Task to complete>
Pick out each line in the rows below that contains the word "black", and copy those lines. Case counts when matching.

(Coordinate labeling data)

------------------------------------------------------------------------

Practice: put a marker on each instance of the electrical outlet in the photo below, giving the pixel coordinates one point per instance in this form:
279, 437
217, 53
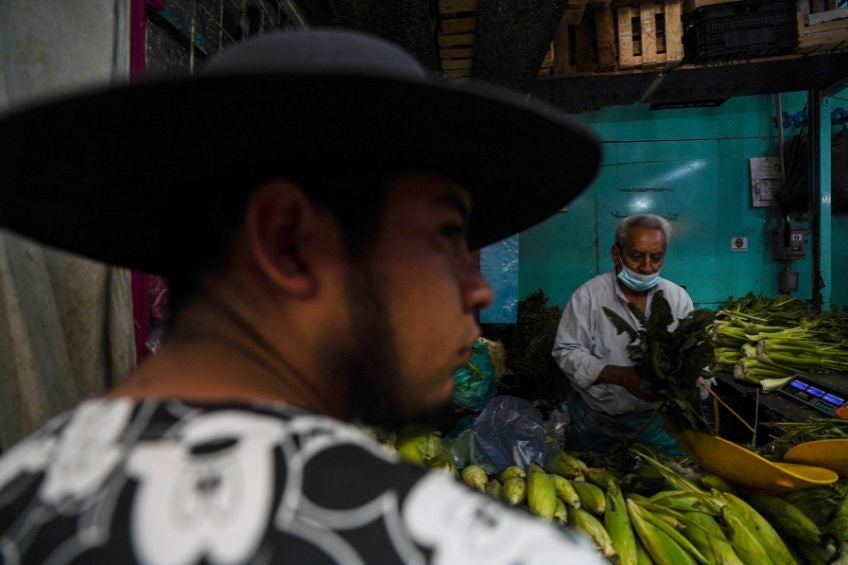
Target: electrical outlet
739, 243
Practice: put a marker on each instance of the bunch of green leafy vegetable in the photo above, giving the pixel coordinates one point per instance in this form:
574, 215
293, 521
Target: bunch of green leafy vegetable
536, 375
670, 363
793, 433
767, 340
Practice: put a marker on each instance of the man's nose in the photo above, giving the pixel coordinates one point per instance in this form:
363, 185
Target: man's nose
476, 292
647, 266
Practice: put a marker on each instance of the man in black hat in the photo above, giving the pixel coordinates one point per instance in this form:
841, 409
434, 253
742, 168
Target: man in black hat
322, 274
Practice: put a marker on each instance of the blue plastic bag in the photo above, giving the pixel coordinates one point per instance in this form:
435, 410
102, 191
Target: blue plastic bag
474, 385
510, 432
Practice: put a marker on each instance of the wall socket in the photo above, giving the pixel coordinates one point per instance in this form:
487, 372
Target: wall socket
739, 243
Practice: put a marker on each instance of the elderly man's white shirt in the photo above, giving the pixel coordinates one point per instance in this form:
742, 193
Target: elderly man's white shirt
587, 341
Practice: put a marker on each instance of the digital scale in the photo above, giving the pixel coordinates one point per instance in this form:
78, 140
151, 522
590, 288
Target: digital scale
826, 393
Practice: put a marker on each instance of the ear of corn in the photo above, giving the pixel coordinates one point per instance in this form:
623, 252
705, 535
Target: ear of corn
670, 529
591, 526
541, 496
592, 498
617, 524
816, 555
711, 481
786, 517
510, 473
599, 477
744, 541
562, 463
686, 501
662, 549
514, 491
705, 533
494, 488
642, 557
770, 539
561, 514
565, 491
475, 477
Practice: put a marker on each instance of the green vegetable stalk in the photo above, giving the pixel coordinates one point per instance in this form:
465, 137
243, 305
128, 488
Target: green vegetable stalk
670, 363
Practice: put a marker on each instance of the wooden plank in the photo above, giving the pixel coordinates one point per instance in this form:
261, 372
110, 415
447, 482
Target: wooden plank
694, 4
562, 50
456, 6
548, 61
823, 37
835, 25
456, 40
457, 73
829, 16
659, 16
626, 56
605, 35
673, 31
583, 46
449, 64
458, 25
647, 22
456, 53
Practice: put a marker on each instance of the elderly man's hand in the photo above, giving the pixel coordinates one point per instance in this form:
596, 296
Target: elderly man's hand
626, 377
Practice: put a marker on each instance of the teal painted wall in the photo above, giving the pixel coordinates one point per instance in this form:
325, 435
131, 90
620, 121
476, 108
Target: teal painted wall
690, 166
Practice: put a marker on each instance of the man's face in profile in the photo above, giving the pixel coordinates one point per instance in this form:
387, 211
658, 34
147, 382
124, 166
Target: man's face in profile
412, 304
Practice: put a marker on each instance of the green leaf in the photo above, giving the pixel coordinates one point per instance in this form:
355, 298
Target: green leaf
621, 324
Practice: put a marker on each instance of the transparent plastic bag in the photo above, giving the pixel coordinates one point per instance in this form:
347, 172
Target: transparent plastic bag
510, 431
474, 385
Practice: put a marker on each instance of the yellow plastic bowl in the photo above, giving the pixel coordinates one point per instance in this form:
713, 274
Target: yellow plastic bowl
735, 463
827, 453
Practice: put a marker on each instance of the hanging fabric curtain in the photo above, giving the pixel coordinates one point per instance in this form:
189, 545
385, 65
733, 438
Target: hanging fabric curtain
66, 326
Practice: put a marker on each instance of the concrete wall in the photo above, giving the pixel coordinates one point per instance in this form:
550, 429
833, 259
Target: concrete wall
690, 166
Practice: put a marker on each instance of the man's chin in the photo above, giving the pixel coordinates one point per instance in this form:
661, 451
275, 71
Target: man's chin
389, 417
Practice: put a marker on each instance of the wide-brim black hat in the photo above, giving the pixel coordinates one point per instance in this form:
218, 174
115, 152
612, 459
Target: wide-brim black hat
120, 174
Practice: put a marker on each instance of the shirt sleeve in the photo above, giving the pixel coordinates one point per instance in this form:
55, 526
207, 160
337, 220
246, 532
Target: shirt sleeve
684, 304
573, 344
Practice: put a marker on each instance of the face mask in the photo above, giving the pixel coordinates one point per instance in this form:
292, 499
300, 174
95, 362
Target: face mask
636, 282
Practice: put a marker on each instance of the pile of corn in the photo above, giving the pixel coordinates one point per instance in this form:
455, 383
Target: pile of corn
767, 340
688, 523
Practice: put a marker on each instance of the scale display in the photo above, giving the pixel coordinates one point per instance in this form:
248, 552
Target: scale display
825, 393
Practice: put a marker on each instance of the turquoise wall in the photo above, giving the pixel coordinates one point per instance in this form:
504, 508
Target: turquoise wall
690, 166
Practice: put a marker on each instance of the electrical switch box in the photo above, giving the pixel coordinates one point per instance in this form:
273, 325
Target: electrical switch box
792, 247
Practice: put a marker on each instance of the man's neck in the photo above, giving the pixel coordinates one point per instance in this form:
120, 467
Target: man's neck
639, 299
215, 355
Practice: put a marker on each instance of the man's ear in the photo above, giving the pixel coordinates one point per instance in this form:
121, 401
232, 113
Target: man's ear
279, 221
615, 253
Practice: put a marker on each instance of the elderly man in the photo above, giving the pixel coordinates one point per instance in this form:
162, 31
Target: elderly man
607, 404
313, 204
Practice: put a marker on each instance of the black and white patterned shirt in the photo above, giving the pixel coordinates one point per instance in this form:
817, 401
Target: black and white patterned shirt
164, 482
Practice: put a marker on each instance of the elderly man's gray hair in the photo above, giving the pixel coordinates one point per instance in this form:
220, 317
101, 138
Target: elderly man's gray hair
649, 221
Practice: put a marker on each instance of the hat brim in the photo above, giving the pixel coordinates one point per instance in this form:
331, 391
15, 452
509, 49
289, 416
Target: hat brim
118, 175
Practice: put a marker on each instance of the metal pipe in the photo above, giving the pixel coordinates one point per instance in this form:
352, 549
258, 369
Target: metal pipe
780, 138
293, 14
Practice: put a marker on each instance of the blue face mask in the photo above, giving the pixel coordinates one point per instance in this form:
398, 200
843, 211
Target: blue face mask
636, 282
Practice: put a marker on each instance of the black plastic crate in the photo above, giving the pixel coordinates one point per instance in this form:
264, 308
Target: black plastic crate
740, 30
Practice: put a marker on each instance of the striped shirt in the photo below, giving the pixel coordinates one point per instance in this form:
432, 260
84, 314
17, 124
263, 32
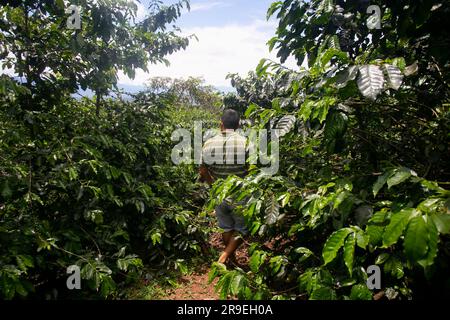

------------------------------------------------------------------------

Written answer>
Practice: put a marker on each instance of the man in black hat in the photo above, giving the pixel coordinates one point per instance in this form:
Target: man in black hat
Practice: put a marker on each instance of the wide-brim black hat in the photo above, giving the pixel coordinates one point per instance in this form:
Target: wide-brim black hat
Practice: put a marker on each instance of the black and white patterned shirt in the photo above, giving the pixel coordinates one point per instance in this form:
Target: black and white patterned shirt
Practice: put a marker on each instance of the black plastic crate in the photo above, giving the pixel coordinates one point per instance in this form:
Target: black plastic crate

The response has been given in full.